• Blake

Music of Gaming

Music is a terrific thing. It can get us in a happy mood for the day or it can speak to us on an emotional level. A scene of a movie is made much more impactful when the right soundtrack is added to it but the same applies to a video game. I’d wager that it applies even more to a video game than a movie. A movie uses music to impart a sense of how the character feels. A suspenseful and dramatic score will go well with a scene where the hero is fighting to stop a bad guy from succeeding in his evil plot while a lighter rock song with happier tones may go well with a scene of a character driving around without a care in the world. Or Sabotage by Beastie Boys can just go with 100 different things, but some brushes can be used for more broadly than others.

Video games have an importance of getting the right score because the score helps you to know what the character is feeling plus imparts that feeling onto you, the player, since you are invested in the action. A suspenseful and epic score can raise the feeling a player gets even more since we all know the hero will win in the end of the movie but that we can fail just as easily as we can succeed when we are playing a game.

This failable state makes the musical score all the more important for a video game. If a player is worked up enough by an ominous score, they can feel the pressure and the victory can feel much more real.

*STORED RECORDS:*
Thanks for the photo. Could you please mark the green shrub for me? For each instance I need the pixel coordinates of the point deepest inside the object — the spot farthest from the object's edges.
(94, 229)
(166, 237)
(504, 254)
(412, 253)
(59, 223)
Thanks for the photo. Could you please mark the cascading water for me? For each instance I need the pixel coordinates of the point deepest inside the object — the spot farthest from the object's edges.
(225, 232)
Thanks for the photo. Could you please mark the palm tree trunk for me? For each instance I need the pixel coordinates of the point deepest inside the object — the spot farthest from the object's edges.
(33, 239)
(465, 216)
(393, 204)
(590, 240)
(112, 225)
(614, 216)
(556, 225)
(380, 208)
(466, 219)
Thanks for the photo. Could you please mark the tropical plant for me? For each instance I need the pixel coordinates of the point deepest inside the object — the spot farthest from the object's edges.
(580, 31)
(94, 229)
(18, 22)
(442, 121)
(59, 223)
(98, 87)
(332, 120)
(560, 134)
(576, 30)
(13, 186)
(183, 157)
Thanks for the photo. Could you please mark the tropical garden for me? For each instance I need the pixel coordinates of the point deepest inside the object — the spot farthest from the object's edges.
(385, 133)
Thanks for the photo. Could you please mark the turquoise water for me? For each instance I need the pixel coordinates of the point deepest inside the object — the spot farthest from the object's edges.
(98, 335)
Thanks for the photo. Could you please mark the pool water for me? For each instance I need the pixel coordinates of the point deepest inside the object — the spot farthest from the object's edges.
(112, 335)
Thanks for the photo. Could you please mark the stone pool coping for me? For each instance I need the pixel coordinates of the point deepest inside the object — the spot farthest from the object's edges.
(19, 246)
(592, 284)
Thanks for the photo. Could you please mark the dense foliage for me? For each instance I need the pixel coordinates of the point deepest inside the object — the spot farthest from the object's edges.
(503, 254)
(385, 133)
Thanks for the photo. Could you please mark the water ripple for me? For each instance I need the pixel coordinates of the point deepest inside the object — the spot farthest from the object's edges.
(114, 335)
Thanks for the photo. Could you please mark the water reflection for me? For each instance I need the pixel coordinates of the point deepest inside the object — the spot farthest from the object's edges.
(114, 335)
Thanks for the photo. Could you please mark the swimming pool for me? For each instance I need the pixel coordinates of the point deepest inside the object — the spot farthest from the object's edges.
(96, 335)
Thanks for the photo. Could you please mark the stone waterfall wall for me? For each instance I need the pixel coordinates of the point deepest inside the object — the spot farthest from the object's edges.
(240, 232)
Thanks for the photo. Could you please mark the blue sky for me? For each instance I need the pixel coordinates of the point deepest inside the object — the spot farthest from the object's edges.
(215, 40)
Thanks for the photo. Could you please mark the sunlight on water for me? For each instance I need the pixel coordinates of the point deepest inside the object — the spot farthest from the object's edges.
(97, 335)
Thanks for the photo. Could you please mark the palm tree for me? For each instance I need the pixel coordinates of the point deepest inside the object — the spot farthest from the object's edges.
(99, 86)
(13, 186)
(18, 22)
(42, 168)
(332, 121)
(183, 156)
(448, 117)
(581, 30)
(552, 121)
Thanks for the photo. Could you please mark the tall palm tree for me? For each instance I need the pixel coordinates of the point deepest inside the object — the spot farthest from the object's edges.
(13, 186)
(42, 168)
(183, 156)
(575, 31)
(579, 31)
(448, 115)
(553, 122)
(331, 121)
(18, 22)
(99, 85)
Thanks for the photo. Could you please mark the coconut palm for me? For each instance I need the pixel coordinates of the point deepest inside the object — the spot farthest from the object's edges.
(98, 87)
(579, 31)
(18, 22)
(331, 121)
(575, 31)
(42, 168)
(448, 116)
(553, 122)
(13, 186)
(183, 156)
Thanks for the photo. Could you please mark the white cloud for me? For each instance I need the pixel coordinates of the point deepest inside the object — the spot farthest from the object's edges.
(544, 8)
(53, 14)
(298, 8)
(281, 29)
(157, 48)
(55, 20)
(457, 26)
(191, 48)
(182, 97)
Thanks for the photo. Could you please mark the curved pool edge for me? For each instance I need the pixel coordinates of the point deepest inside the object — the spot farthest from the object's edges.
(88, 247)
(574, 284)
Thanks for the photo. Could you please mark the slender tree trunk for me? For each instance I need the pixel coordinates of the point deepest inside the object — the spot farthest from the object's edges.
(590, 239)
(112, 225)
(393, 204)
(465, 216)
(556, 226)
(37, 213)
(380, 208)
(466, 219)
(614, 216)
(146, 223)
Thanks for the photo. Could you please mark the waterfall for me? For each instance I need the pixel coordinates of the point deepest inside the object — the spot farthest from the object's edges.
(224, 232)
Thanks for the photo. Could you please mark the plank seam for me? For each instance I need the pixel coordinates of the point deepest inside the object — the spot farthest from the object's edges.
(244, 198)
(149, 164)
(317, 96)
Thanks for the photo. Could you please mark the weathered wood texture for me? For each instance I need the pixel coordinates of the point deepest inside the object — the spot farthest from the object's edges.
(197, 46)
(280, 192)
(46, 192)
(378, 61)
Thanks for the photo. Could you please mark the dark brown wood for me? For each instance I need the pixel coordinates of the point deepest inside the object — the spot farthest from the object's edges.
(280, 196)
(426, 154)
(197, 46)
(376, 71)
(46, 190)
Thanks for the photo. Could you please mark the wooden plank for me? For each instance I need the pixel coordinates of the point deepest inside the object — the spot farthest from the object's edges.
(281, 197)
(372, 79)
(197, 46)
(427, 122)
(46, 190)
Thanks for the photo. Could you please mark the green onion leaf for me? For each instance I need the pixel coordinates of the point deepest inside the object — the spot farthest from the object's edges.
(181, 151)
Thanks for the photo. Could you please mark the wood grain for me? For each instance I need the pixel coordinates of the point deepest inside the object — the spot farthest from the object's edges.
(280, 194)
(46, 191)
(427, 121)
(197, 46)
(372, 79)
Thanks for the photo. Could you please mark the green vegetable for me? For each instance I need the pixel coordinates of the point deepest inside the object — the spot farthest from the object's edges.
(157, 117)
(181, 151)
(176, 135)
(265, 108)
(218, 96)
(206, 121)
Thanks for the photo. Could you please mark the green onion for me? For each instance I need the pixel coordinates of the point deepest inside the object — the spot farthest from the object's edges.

*DIRECTIVE A:*
In the post on music in video games, which song is said to go with 100 different things?
*DIRECTIVE B:*
Pick up the post on music in video games after its last sentence and keep writing it.
The material above isn't needed here.

*RESPONSE A:*
Sabotage by Beastie Boys.

*RESPONSE B:*
For some examples of how music can change a game, we can look at games like Halo, Legend of Zelda, or The Last of Us. Each of these hold examples of ways music can impact a players emotional feeling for the game.

Halo has many examples of when music is used to raise a player to the next level. Nothing made you feel like you were about to go on a mysterious adventure like hearing those monks chanting. The finales always contain a great score that builds and builds as you move through the level, adding that feeling of escaping an epic wave of destruction.

Legend of Zelda is able to give players a hopeful sense of adventure and nostalgia with the same base song being built upon and slightly modified over and over. They also add music to every zone of every game that fits the aesthetic and emotional feel of the location. Shops have a happy music that is played and that we would feel comfortable around. Meanwhile dark and ominous dungeons such as the shadow temple give us a creepy and horrifying feel.

Meanwhile, The Last of Us tugs at our heartstrings when Joel loses Sarah at the start of the game. The slow and somber notes of the violin and guitar build the feeling of emotion and loss with every note. This scene is able to stay with me as an expecting father due to the intense emotions it gave me the first time I saw it.

While music can raise the suspense of a game, removing music could also result in a more immersive experience. A simulation game with good sound effects but no music can make you feel like you are there while allowing every snapping twig or rustling of leaves to make you wonder what is around you or if some creature is coming. The key when using this approach is to not leave the game with no audio at any point. This is where it sounds more like an incomplete game than an intentional design choice.

Music is one of the most important ways to give a game more depth. While some games get by without any soundtrack, it can help you get a great feel and make a game feel like it’s more than just a game. It can pull you into it and make you feel like you’re on a journey.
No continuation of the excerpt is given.